▶ Direction: Print the material from the line containing "Provide the polygon of every instance of the white" up to and including the line containing "[[15,240],[12,243],[13,248],[23,248],[24,246],[24,242],[20,240]]", reproducing those lines verbatim and nothing else.

▶ Records shown:
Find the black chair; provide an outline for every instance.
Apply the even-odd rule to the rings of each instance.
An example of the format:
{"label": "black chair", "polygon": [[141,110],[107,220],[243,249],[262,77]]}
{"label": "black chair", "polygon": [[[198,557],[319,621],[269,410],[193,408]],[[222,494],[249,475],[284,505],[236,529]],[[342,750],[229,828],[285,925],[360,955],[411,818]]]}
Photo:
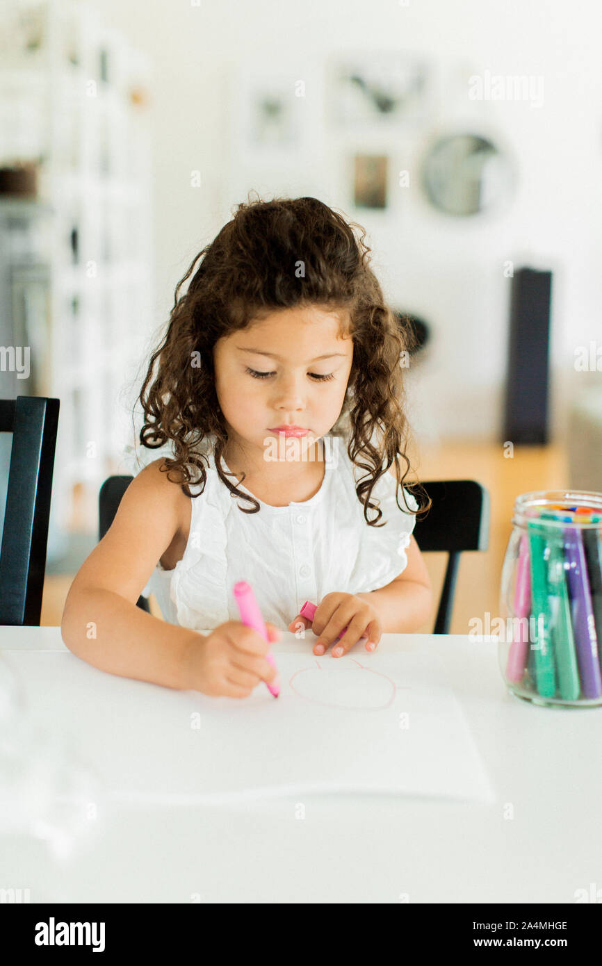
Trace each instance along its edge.
{"label": "black chair", "polygon": [[[99,495],[99,540],[113,523],[117,507],[133,476],[109,476]],[[420,551],[444,551],[449,556],[433,634],[448,634],[460,554],[487,550],[489,493],[474,480],[437,480],[423,483],[433,504],[425,517],[416,518],[414,535]],[[146,597],[137,606],[150,611]]]}
{"label": "black chair", "polygon": [[416,541],[422,553],[445,551],[449,556],[433,634],[448,634],[460,554],[489,546],[489,493],[474,480],[422,483],[433,503],[416,517]]}
{"label": "black chair", "polygon": [[[133,476],[109,476],[104,480],[99,493],[99,540],[101,540],[115,519],[121,498],[129,486]],[[136,607],[151,612],[148,598],[142,594],[136,601]]]}
{"label": "black chair", "polygon": [[0,432],[12,433],[2,547],[0,624],[40,626],[46,566],[58,399],[0,399]]}

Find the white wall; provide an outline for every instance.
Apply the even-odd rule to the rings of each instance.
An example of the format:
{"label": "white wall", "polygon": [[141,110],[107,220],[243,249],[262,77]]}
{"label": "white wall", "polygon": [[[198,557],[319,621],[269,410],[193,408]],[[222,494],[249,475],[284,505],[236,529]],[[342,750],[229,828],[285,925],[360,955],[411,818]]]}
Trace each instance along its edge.
{"label": "white wall", "polygon": [[[197,0],[192,0],[197,2]],[[155,63],[156,317],[196,252],[256,187],[315,194],[369,231],[387,297],[423,316],[435,341],[411,373],[412,417],[423,438],[500,439],[510,282],[503,263],[552,268],[553,422],[563,427],[574,350],[602,342],[602,8],[597,0],[98,0]],[[336,51],[408,50],[432,59],[432,124],[391,144],[388,213],[355,211],[345,152],[322,112],[322,66]],[[285,71],[306,83],[307,150],[287,166],[253,169],[233,141],[236,71]],[[544,78],[540,107],[472,101],[473,74]],[[235,103],[233,104],[233,100]],[[439,129],[490,133],[513,157],[518,188],[501,213],[438,213],[418,162]],[[351,142],[350,142],[351,143]],[[361,138],[357,142],[362,148]],[[365,147],[369,150],[370,143]],[[410,171],[411,185],[396,172]],[[190,171],[201,171],[200,188]],[[524,261],[523,261],[524,260]]]}

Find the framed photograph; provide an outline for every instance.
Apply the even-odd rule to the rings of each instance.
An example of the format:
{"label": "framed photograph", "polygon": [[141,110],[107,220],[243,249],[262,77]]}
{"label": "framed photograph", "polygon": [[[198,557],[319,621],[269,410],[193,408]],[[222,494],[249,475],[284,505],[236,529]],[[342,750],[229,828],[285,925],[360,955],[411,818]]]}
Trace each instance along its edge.
{"label": "framed photograph", "polygon": [[374,51],[327,67],[330,120],[340,127],[426,120],[431,99],[426,61],[414,53]]}
{"label": "framed photograph", "polygon": [[356,155],[354,157],[354,205],[356,208],[387,208],[387,155]]}

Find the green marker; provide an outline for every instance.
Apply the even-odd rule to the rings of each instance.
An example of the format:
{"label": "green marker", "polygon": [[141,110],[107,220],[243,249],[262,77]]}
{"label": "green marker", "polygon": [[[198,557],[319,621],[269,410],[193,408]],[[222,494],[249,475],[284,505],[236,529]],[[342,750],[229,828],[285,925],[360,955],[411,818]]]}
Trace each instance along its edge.
{"label": "green marker", "polygon": [[527,522],[527,528],[530,558],[531,612],[536,626],[535,646],[533,648],[535,682],[537,691],[542,697],[555,697],[556,674],[552,641],[550,639],[548,580],[546,576],[549,557],[548,542],[545,536],[545,526],[538,524],[537,521],[529,520]]}
{"label": "green marker", "polygon": [[[545,520],[559,520],[556,513],[543,512]],[[574,701],[581,693],[579,666],[575,651],[573,624],[564,577],[564,541],[562,530],[551,532],[548,539],[548,611],[554,659],[556,661],[560,697]]]}

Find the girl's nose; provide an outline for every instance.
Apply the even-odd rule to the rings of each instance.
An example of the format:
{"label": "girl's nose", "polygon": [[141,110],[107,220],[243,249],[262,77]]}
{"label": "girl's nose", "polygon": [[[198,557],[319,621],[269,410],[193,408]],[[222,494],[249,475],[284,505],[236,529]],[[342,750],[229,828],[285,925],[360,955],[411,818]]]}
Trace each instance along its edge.
{"label": "girl's nose", "polygon": [[278,380],[274,385],[272,405],[279,410],[303,410],[305,408],[305,388],[300,379],[289,377]]}

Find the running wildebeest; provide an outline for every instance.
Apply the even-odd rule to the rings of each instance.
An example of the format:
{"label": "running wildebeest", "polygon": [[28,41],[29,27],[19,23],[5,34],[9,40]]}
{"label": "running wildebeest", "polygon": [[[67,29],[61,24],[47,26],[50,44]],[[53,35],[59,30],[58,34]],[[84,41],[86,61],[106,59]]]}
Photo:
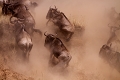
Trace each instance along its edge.
{"label": "running wildebeest", "polygon": [[46,19],[52,21],[56,26],[59,27],[60,31],[65,35],[66,40],[69,41],[74,34],[74,26],[68,20],[63,12],[57,10],[57,8],[49,8]]}
{"label": "running wildebeest", "polygon": [[[58,63],[63,62],[64,66],[67,67],[72,58],[67,48],[64,46],[62,41],[55,35],[46,34],[44,46],[50,51],[50,63],[53,63],[54,58],[58,60]],[[56,63],[55,65],[57,65]]]}
{"label": "running wildebeest", "polygon": [[29,61],[30,51],[32,49],[33,43],[31,36],[27,33],[24,28],[24,24],[15,24],[15,39],[16,39],[16,50],[17,55],[21,55],[24,61]]}
{"label": "running wildebeest", "polygon": [[25,24],[24,28],[30,35],[33,35],[33,32],[37,32],[42,35],[42,32],[39,29],[35,29],[35,20],[22,2],[9,3],[7,10],[12,14],[10,17],[10,22],[12,24],[16,22],[13,18],[16,18],[19,22]]}

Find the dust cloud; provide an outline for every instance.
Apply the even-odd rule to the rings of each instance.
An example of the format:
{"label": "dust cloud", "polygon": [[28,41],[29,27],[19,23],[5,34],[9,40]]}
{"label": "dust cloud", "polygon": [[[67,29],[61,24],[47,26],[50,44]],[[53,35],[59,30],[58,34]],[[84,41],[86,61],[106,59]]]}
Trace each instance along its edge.
{"label": "dust cloud", "polygon": [[[115,7],[120,12],[120,0],[40,0],[39,6],[32,13],[36,28],[43,33],[53,32],[53,25],[46,26],[46,14],[49,7],[57,6],[58,10],[73,21],[85,26],[85,32],[72,38],[71,46],[66,46],[71,55],[70,65],[65,70],[49,68],[49,51],[44,47],[44,35],[34,35],[33,49],[29,64],[14,64],[14,70],[35,80],[120,80],[120,73],[99,57],[99,50],[110,36],[107,26],[107,12]],[[65,42],[64,42],[65,43]]]}

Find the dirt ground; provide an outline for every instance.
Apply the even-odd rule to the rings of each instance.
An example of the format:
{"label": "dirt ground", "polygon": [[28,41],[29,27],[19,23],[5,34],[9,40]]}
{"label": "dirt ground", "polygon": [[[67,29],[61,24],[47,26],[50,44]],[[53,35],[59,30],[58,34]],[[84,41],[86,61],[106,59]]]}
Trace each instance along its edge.
{"label": "dirt ground", "polygon": [[[49,67],[49,51],[44,47],[45,37],[44,35],[39,37],[38,34],[34,34],[33,37],[34,46],[30,53],[29,63],[17,61],[14,50],[13,27],[9,24],[9,16],[1,15],[0,59],[3,59],[1,64],[7,65],[11,72],[19,73],[18,77],[21,75],[23,77],[11,78],[11,80],[120,80],[120,73],[99,57],[100,48],[106,44],[110,37],[108,12],[111,7],[115,7],[116,11],[120,13],[119,3],[120,0],[39,1],[39,6],[31,12],[36,21],[36,28],[43,33],[45,31],[54,33],[57,28],[51,22],[46,25],[47,11],[50,6],[54,7],[54,5],[57,6],[58,10],[64,12],[71,22],[76,21],[85,28],[82,35],[79,30],[76,30],[70,42],[63,41],[72,55],[70,65],[66,69],[60,69],[58,66]],[[120,39],[119,33],[120,31],[117,31],[116,35]],[[120,43],[117,45],[117,51],[120,52]],[[3,73],[4,69],[1,69],[0,76]],[[26,78],[23,75],[28,77]]]}

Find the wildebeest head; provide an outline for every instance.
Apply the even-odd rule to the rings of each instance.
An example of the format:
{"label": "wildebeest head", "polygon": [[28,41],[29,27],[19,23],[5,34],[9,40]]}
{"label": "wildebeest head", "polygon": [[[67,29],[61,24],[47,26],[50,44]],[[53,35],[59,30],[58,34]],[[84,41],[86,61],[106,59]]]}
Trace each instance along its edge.
{"label": "wildebeest head", "polygon": [[49,8],[49,11],[48,11],[48,13],[47,13],[46,19],[53,18],[53,17],[56,15],[57,12],[59,12],[59,11],[57,11],[56,6],[55,6],[55,8],[51,8],[51,7],[50,7],[50,8]]}
{"label": "wildebeest head", "polygon": [[111,45],[112,44],[110,44],[110,45],[107,45],[107,44],[103,45],[101,47],[101,49],[100,49],[99,55],[101,57],[107,57],[109,54],[111,54],[111,52],[112,52]]}
{"label": "wildebeest head", "polygon": [[53,35],[53,34],[48,34],[48,33],[44,33],[44,35],[46,36],[45,38],[45,44],[51,44],[51,42],[56,39],[56,35]]}

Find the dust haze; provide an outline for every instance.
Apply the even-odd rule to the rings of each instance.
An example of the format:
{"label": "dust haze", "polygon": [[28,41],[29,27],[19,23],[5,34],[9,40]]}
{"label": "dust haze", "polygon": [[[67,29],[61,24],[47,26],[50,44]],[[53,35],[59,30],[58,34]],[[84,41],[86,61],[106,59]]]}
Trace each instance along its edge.
{"label": "dust haze", "polygon": [[31,76],[35,80],[120,80],[120,73],[99,57],[99,50],[110,36],[107,26],[110,20],[107,12],[115,7],[120,13],[120,0],[40,0],[39,6],[31,11],[36,28],[43,33],[54,33],[53,24],[46,26],[49,7],[58,8],[70,19],[85,27],[82,36],[74,34],[70,46],[66,47],[72,55],[70,65],[65,70],[48,66],[49,51],[44,47],[44,35],[33,38],[33,49],[29,64],[12,64],[15,71]]}

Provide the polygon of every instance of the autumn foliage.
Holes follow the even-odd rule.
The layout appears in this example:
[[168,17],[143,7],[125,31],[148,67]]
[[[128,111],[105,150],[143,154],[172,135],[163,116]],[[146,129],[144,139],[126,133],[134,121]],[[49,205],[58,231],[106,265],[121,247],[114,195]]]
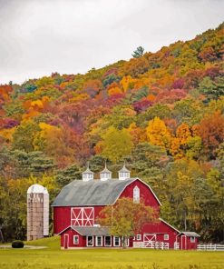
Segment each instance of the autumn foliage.
[[[7,238],[25,234],[24,204],[10,205],[8,194],[24,199],[27,183],[43,178],[57,190],[80,178],[87,161],[98,173],[107,160],[115,175],[125,160],[155,190],[168,222],[224,240],[223,26],[85,75],[0,85]],[[23,213],[14,220],[13,206]]]

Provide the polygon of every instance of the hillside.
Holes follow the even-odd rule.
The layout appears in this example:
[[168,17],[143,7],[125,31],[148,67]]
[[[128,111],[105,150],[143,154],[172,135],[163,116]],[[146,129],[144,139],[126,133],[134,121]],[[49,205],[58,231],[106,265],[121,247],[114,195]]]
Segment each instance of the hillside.
[[[162,217],[223,241],[224,24],[85,75],[0,85],[0,224],[25,235],[26,189],[51,199],[87,161],[150,183]],[[13,197],[13,199],[12,199]]]

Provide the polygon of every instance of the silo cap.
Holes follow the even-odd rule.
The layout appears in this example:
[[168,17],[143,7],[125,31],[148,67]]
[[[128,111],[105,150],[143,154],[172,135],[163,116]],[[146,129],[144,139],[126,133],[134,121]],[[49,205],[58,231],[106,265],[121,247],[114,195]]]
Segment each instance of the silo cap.
[[48,194],[48,191],[43,185],[34,184],[28,188],[27,194]]

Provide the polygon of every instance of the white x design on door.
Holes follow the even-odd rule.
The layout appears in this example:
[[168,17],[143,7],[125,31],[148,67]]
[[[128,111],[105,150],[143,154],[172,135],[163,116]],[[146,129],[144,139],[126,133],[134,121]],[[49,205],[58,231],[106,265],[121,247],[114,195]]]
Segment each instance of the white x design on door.
[[71,208],[72,226],[93,226],[94,224],[93,207],[73,207]]

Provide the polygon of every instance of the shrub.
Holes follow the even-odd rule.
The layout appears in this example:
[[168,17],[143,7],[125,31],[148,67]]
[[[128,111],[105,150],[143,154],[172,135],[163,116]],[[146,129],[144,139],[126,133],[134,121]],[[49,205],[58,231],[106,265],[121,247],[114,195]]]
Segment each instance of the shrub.
[[15,240],[12,243],[13,248],[23,248],[24,246],[24,242],[20,240]]

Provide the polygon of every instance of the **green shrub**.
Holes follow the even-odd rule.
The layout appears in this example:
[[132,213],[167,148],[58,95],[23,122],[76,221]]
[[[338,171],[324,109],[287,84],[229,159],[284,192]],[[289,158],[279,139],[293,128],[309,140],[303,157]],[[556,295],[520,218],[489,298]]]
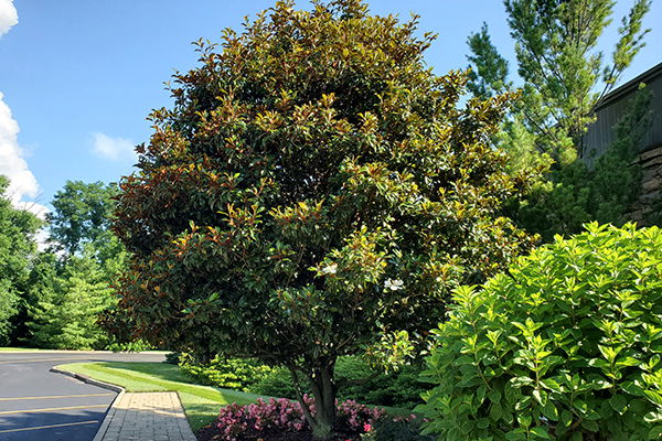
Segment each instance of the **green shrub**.
[[[202,385],[239,389],[270,397],[296,399],[290,373],[282,367],[268,367],[255,361],[214,358],[210,364],[195,363],[183,354],[180,367]],[[425,390],[418,380],[420,368],[404,366],[398,372],[374,376],[374,370],[360,357],[340,357],[335,367],[338,399],[362,404],[413,409],[420,404]],[[366,381],[362,381],[370,378]],[[310,390],[303,386],[305,392]]]
[[136,340],[134,342],[114,341],[113,343],[108,343],[105,348],[113,352],[142,352],[153,349],[154,346],[145,340]]
[[361,441],[433,441],[433,437],[420,433],[419,420],[382,419]]
[[418,408],[440,440],[662,438],[662,232],[590,224],[456,291]]
[[180,356],[180,368],[201,385],[242,391],[252,391],[256,383],[274,370],[254,359],[221,356],[214,357],[209,364],[197,364],[190,354]]

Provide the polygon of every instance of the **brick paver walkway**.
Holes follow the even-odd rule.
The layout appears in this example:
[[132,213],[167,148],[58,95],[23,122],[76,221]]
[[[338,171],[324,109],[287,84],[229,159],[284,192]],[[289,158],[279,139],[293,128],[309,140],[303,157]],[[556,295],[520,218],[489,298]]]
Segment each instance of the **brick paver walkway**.
[[177,392],[122,394],[95,441],[195,441]]

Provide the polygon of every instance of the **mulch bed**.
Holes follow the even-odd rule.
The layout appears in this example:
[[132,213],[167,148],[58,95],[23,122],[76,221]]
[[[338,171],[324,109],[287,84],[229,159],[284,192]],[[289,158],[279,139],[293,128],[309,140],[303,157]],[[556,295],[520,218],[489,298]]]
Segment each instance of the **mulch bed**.
[[[217,441],[221,440],[216,424],[205,426],[195,433],[197,441]],[[338,434],[338,441],[354,440],[352,435]],[[249,433],[246,437],[239,437],[238,441],[312,441],[311,431],[301,432],[279,432],[276,430],[263,431],[259,433]]]

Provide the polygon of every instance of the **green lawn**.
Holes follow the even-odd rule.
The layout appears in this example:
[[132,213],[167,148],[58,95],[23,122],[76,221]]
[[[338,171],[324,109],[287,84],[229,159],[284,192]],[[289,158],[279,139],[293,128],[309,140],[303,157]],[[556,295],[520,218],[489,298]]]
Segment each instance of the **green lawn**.
[[177,391],[193,431],[212,422],[222,406],[247,405],[259,395],[194,385],[175,365],[166,363],[72,363],[58,369],[124,387],[129,392]]

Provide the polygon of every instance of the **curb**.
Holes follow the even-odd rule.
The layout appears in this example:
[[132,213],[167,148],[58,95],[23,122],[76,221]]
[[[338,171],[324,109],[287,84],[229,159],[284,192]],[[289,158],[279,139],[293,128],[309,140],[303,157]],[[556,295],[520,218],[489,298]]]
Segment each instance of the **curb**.
[[76,373],[72,373],[68,370],[62,370],[56,367],[52,367],[50,370],[55,374],[66,375],[67,377],[75,378],[75,379],[86,383],[88,385],[97,386],[97,387],[117,392],[117,397],[115,397],[115,399],[110,404],[110,407],[108,407],[108,412],[106,413],[106,418],[104,418],[104,421],[102,421],[102,426],[99,426],[99,430],[97,430],[97,432],[94,437],[94,440],[92,440],[92,441],[103,441],[104,437],[106,435],[106,431],[108,430],[108,426],[110,426],[110,421],[113,421],[113,417],[115,416],[115,412],[117,411],[117,407],[115,407],[115,405],[118,404],[119,400],[121,399],[121,397],[125,395],[124,387],[119,387],[117,385],[111,385],[109,383],[99,381],[98,379],[89,378],[86,375],[76,374]]
[[68,372],[68,370],[62,370],[62,369],[58,369],[57,367],[51,367],[50,370],[52,373],[66,375],[67,377],[76,378],[77,380],[81,380],[83,383],[87,383],[88,385],[102,387],[104,389],[113,390],[113,391],[116,391],[118,394],[125,391],[122,387],[119,387],[117,385],[111,385],[109,383],[99,381],[97,379],[89,378],[86,375],[76,374],[76,373],[72,373],[72,372]]

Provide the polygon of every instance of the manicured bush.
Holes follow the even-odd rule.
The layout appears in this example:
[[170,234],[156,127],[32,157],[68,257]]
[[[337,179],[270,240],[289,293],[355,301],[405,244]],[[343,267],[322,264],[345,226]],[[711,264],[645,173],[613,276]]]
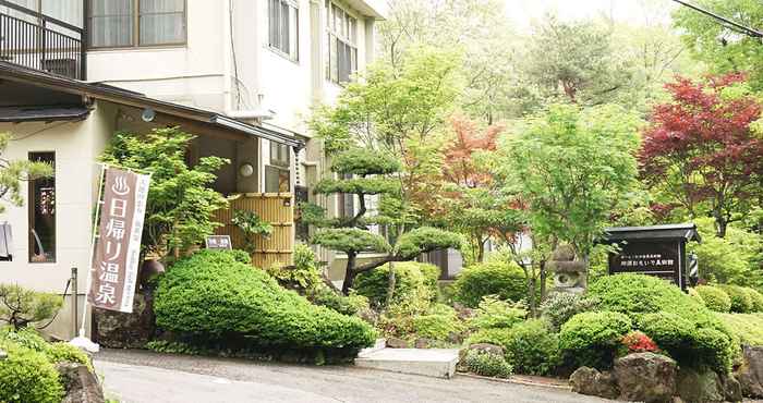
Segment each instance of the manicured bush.
[[731,312],[737,314],[749,314],[753,308],[752,295],[739,285],[718,285],[731,298]]
[[464,357],[464,364],[469,371],[485,377],[510,378],[513,375],[513,368],[499,354],[470,350]]
[[742,344],[763,346],[763,314],[717,314]]
[[[395,267],[393,302],[414,297],[435,300],[439,278],[437,266],[416,261],[400,261],[392,266]],[[354,289],[358,294],[368,297],[372,305],[384,305],[389,291],[389,264],[359,274]]]
[[482,298],[475,316],[469,320],[474,329],[510,328],[526,318],[528,312],[516,304],[498,300],[495,295]]
[[0,402],[59,403],[63,386],[45,354],[13,342],[0,342],[8,358],[0,361]]
[[465,268],[459,273],[453,298],[469,307],[476,307],[485,295],[498,295],[501,300],[520,301],[528,296],[522,269],[504,259],[489,260]]
[[595,298],[572,293],[552,293],[541,304],[543,317],[548,319],[556,330],[559,330],[561,325],[565,325],[571,317],[595,308]]
[[542,319],[531,319],[510,329],[482,329],[472,334],[468,343],[502,346],[506,361],[518,374],[548,375],[560,364],[559,339]]
[[702,297],[702,302],[710,310],[719,313],[731,310],[731,298],[723,289],[712,285],[700,285],[693,290]]
[[[627,314],[639,330],[675,355],[679,365],[710,365],[718,373],[730,370],[738,351],[734,333],[713,312],[679,288],[654,277],[617,274],[598,280],[589,294],[598,298],[602,309]],[[714,346],[711,349],[710,344]]]
[[375,332],[360,318],[315,306],[230,253],[202,251],[159,280],[157,325],[210,341],[283,349],[360,350]]
[[606,369],[632,327],[628,316],[616,312],[578,314],[561,326],[559,347],[569,364]]

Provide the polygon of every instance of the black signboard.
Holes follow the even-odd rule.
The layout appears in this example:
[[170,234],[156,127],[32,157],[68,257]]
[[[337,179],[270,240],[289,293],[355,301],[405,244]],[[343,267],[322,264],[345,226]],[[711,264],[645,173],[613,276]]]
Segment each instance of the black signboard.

▶ Completed task:
Provide the polygon of every instance of the white x design on door.
Holes follow the even-odd rule.
The layout appears in this example:
[[168,17],[143,7],[125,31],[148,67]]
[[[128,111],[105,150],[143,154],[172,135],[163,116]],[[146,129],[144,139],[126,133],[134,121]],[[49,205],[58,231],[106,265],[121,247],[114,195]]]
Segment each instance of the white x design on door.
[[71,208],[72,226],[93,226],[94,224],[93,207],[73,207]]

Provide the polygon of every instance of the shrub.
Holes follow the even-odd rule.
The layout appears in this example:
[[168,17],[143,7],[125,31],[148,67]]
[[[128,111],[105,150],[143,154],[172,135],[163,116]],[[146,129],[144,139],[126,133],[134,121]],[[49,205],[58,231],[106,265],[121,247],[114,195]]]
Segment each instance of the shrub.
[[15,240],[12,243],[13,248],[23,248],[24,246],[24,242],[20,240]]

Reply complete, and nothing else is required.